Exercise details
Everything in the entries except the pictures should be copied exactly.

◆ ◆ ◆ ◆ ◆

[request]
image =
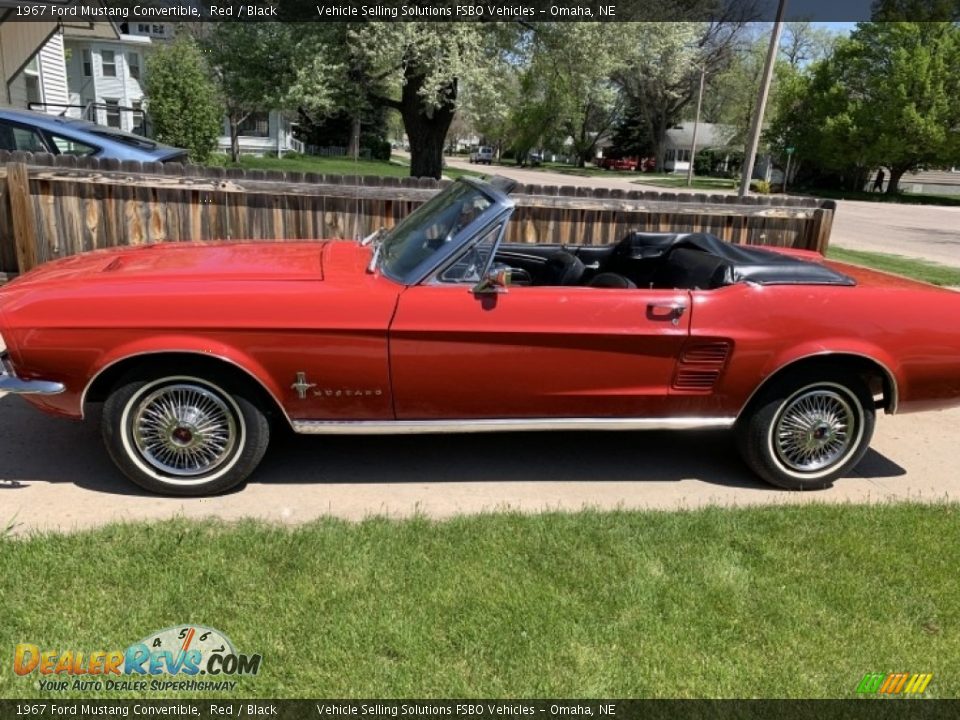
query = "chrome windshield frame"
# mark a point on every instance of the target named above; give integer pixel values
(501, 207)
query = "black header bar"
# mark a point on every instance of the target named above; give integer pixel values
(121, 11)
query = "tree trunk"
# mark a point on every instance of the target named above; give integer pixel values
(354, 149)
(426, 127)
(893, 185)
(235, 140)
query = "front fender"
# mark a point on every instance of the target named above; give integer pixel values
(181, 344)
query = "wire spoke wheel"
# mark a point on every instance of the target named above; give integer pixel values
(815, 430)
(184, 430)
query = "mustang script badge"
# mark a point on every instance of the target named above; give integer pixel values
(301, 386)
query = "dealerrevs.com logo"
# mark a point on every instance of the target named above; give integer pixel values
(894, 683)
(184, 657)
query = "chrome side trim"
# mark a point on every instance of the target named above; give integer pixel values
(10, 383)
(415, 427)
(894, 389)
(86, 389)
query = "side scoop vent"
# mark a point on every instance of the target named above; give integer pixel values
(700, 366)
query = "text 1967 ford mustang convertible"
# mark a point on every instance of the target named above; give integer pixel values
(439, 326)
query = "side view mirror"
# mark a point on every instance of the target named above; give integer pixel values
(496, 280)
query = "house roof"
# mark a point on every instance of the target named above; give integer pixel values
(708, 135)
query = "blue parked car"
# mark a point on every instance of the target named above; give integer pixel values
(40, 133)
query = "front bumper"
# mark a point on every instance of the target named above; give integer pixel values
(12, 384)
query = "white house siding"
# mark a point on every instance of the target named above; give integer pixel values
(99, 88)
(53, 74)
(260, 145)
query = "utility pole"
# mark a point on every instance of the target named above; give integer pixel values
(696, 126)
(757, 125)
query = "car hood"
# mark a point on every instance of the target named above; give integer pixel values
(205, 262)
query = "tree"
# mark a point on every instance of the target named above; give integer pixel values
(804, 43)
(662, 70)
(889, 97)
(255, 65)
(423, 65)
(183, 103)
(571, 73)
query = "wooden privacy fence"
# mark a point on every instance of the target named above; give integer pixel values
(52, 207)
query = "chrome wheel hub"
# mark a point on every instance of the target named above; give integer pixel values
(184, 430)
(814, 430)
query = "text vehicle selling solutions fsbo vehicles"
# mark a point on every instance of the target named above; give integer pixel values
(438, 325)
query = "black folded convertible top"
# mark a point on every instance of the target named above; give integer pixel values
(740, 263)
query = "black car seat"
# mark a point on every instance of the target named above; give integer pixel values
(691, 269)
(612, 280)
(562, 268)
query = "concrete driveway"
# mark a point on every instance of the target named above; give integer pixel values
(55, 474)
(926, 232)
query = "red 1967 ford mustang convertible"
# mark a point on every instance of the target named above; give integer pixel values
(197, 350)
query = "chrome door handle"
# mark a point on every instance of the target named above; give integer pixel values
(666, 311)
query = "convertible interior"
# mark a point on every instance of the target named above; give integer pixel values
(692, 261)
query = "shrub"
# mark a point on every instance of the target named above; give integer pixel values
(182, 99)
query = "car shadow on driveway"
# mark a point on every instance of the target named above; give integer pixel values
(36, 447)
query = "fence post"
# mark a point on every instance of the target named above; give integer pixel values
(21, 216)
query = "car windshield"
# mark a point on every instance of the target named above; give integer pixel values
(430, 229)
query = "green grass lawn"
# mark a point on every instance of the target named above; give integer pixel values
(332, 166)
(917, 269)
(901, 198)
(762, 602)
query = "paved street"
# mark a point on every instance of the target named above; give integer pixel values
(926, 232)
(56, 474)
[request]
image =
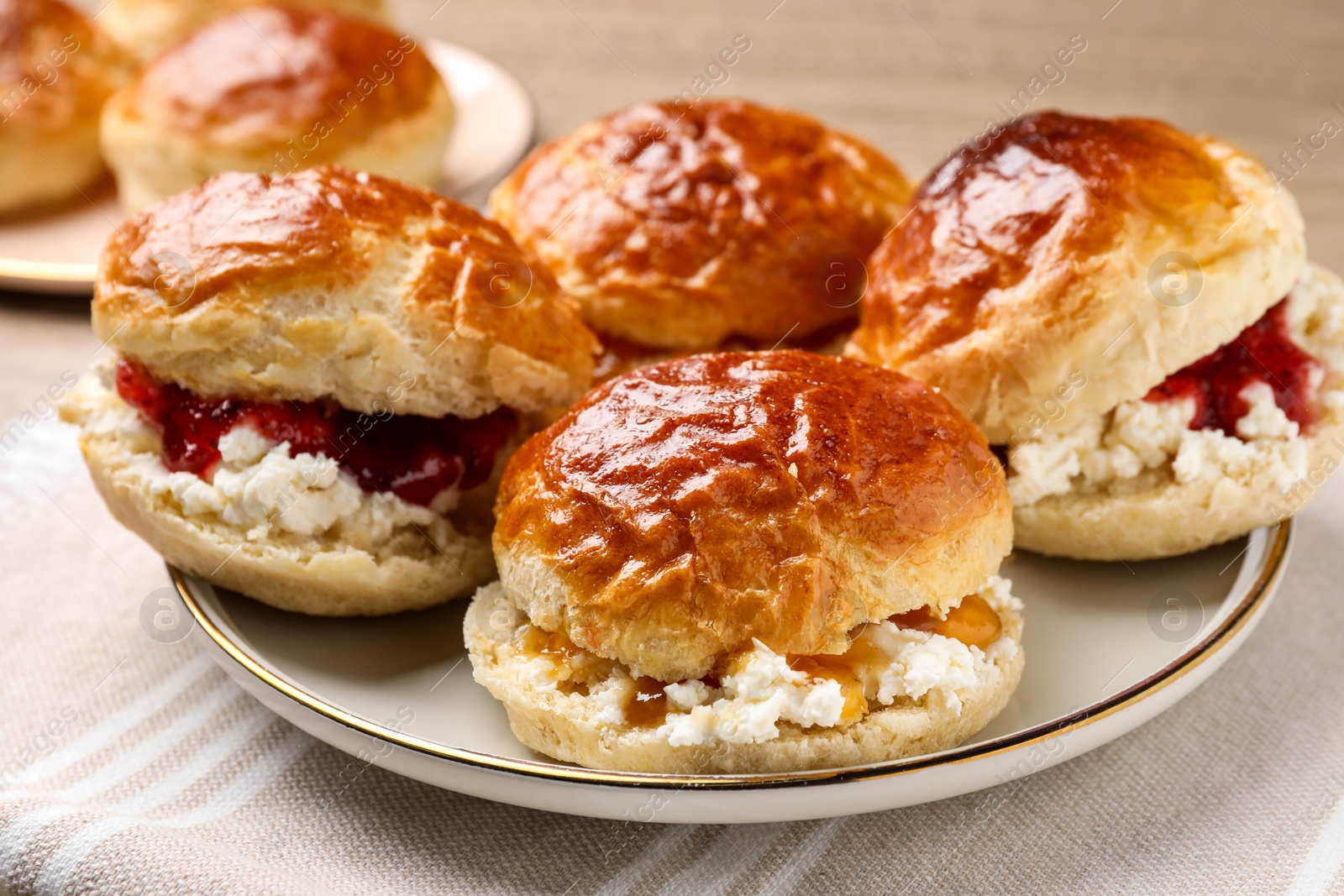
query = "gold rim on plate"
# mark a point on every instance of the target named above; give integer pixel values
(1269, 574)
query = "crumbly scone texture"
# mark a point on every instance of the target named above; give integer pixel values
(342, 285)
(382, 557)
(571, 727)
(685, 508)
(55, 73)
(679, 228)
(1210, 486)
(1042, 258)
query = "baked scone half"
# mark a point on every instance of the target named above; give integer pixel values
(276, 90)
(683, 228)
(1240, 439)
(318, 380)
(148, 27)
(55, 73)
(1052, 278)
(746, 563)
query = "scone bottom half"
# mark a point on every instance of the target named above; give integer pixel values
(1240, 439)
(304, 506)
(907, 685)
(750, 563)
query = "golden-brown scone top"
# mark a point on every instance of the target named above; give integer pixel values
(685, 508)
(255, 76)
(55, 73)
(335, 284)
(148, 27)
(55, 67)
(1039, 261)
(678, 228)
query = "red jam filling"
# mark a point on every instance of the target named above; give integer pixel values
(1263, 354)
(413, 457)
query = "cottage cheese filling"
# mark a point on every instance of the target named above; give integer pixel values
(763, 692)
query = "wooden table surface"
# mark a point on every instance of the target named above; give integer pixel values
(914, 76)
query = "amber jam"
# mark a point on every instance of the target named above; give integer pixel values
(974, 622)
(647, 707)
(413, 457)
(1263, 354)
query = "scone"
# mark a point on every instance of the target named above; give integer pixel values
(148, 27)
(318, 380)
(55, 73)
(749, 563)
(1106, 300)
(276, 90)
(683, 230)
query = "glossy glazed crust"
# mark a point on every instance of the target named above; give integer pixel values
(685, 508)
(333, 284)
(55, 73)
(266, 74)
(680, 228)
(148, 27)
(1030, 262)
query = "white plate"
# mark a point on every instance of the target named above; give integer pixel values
(57, 253)
(1109, 647)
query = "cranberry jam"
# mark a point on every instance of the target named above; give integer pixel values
(1263, 352)
(413, 457)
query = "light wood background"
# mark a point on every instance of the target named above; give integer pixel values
(916, 76)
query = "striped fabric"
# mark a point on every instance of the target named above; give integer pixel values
(131, 766)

◆ ◆ ◆ ◆ ◆

Worked solution
[request]
image =
query = "chrome windshield frame"
# mark a point on every instance of the target named above; give integer pixel values
(501, 207)
query = "black header bar"
# mark a point on every instance of the target named above; give integer pixel values
(121, 11)
query = "tree trunk"
# mark a point on every instance of the target named above; give integer pixel values
(354, 149)
(426, 127)
(893, 185)
(235, 140)
query = "front fender"
# mark a point on every instance of the target named above; give integer pixel values
(181, 344)
query = "wire spoke wheel"
# mark a point on every instance of the target named above; give integer pixel values
(815, 430)
(184, 430)
query = "mustang script badge"
# mark a point on every instance of the target named above; give integer pixel values
(301, 386)
query = "dealerrevs.com logo"
# mark a point on every instance of the target named above; give integer pixel values
(894, 683)
(184, 657)
query = "chrome side trim"
# mark a point on every instance of the target named above; give integer pixel values
(10, 383)
(415, 427)
(894, 389)
(86, 389)
query = "side scoop vent"
# mark a point on every instance of the target named above; give integer pixel values
(700, 366)
query = "text 1967 ford mustang convertible"
# mark a point on every instance of the target named above; give integer pixel values
(439, 326)
query = "side view mirror"
# mark a point on every instance of the target named above; give integer pixel values
(496, 280)
query = "house roof"
# mark a point on every instance of the target named above; give integer pixel values
(708, 135)
query = "blue parked car"
# mark a point on every instance of the target named above; give integer pixel values
(40, 133)
query = "front bumper"
# mark a point on every instance of the target named above; give integer pixel values
(12, 384)
query = "white house siding"
# mark a point on every instance of the target named above; give integer pixel values
(99, 88)
(53, 74)
(260, 145)
query = "utility pole"
# mark a point on every instance of the target named above; give integer pixel values
(696, 126)
(757, 125)
query = "car hood"
# mark a point on every instance of the target named above; give integer pixel values
(205, 262)
query = "tree"
# mark a point on every instance of the target named above; give integer pixel values
(804, 43)
(662, 70)
(889, 97)
(255, 65)
(423, 65)
(183, 103)
(571, 73)
query = "wooden privacy fence"
# mark a point on every instance of the target named above; give integer pixel values
(52, 207)
query = "chrome wheel hub"
# mark a point on every instance of the target named above; give integer pixel values
(184, 430)
(814, 430)
query = "text vehicle selling solutions fsbo vehicles"
# mark a point on every instance of the target named above; give integer pixel values
(438, 325)
query = "black folded convertible top"
# mark a point on every instance of the target named above; give integer pixel values
(740, 263)
query = "black car seat"
# mark a point on every instance of the target named above; give integer pixel values
(691, 269)
(612, 280)
(562, 268)
query = "concrete driveway"
# mark a point on every instance of the target named above; give integer pixel values
(55, 474)
(926, 232)
query = "red 1967 ford mustang convertible"
# mark a point on every instance of the target named above; give integer pixel values
(197, 350)
query = "chrome door handle"
# mark a point on every instance of the target named above; give integer pixel values
(666, 311)
query = "convertible interior"
# mark a point on every instance of the target named above; give integer pixel values
(692, 261)
query = "shrub"
# mark a point on every instance of the target named above; give integer pixel values
(182, 99)
query = "car shadow on driveway"
# mark a point on every instance of the target named above; give integer pixel values
(36, 447)
query = "fence post"
# mark a point on every instance of the target named above; give integer pixel values
(21, 216)
query = "car windshield"
# mark a point on every instance of the target named above; give integer pixel values
(430, 229)
query = "green grass lawn"
# mark a point on every instance of the target named above; give integer pixel values
(332, 166)
(917, 269)
(901, 198)
(762, 602)
query = "paved street"
# mark a point on every instance of the target named above; give integer pixel values
(926, 232)
(56, 474)
[request]
image =
query = "gold rim on plate"
# mark a point on every instance of the target named above; give integer pixel values
(1269, 574)
query = "crumbly scone texture"
# mark a point on every instance of the target named above; give integer pixel values
(342, 285)
(382, 557)
(571, 727)
(685, 508)
(55, 73)
(679, 228)
(1210, 486)
(1042, 258)
query = "baked scone half"
# mark a point on every instance of the target named above; give integer pixel values
(276, 90)
(683, 228)
(1240, 439)
(318, 380)
(148, 27)
(55, 73)
(1052, 278)
(746, 563)
query = "scone bottom half"
# mark a point on every instance of the target named above; give integer pixel values
(1240, 439)
(304, 506)
(907, 685)
(750, 563)
query = "golden-brown scone top"
# mark a point on every instance of the target named above; give integer pixel values
(685, 508)
(255, 76)
(55, 73)
(335, 284)
(148, 27)
(55, 67)
(1039, 261)
(678, 228)
query = "red jam filling"
# mark a point on every instance of the target named above; give integer pixel values
(1263, 354)
(413, 457)
query = "cottage cheese filling"
# mark a point on every instance of the target named above; give integer pixel values
(763, 692)
query = "wooden table surface"
# mark a point on every instance of the target named above; give integer pixel values
(914, 76)
query = "amber jam"
# mark a point on every instance of the target named above; give integer pixel values
(974, 622)
(647, 707)
(413, 457)
(1263, 354)
query = "scone"
# mark a point on every instance of the target named above; give integer pixel values
(148, 27)
(318, 380)
(55, 73)
(749, 563)
(1106, 300)
(276, 90)
(683, 230)
query = "glossy glazed crust"
# mark a point on every instance of the target named above; give integer pixel values
(685, 508)
(333, 284)
(55, 73)
(266, 74)
(680, 228)
(148, 27)
(1030, 262)
query = "white plate"
# mark a point on every instance of the target named above; give integer pixel values
(57, 253)
(1109, 647)
query = "cranberry jam"
# mark a point on every instance of the target named above; give integer pixel values
(1263, 352)
(413, 457)
query = "light wood background"
# mark a point on every instance of the target named above; give integer pixel values
(916, 76)
query = "striped fabric"
# mark a point on every instance of the target named above; give integer pixel values
(131, 766)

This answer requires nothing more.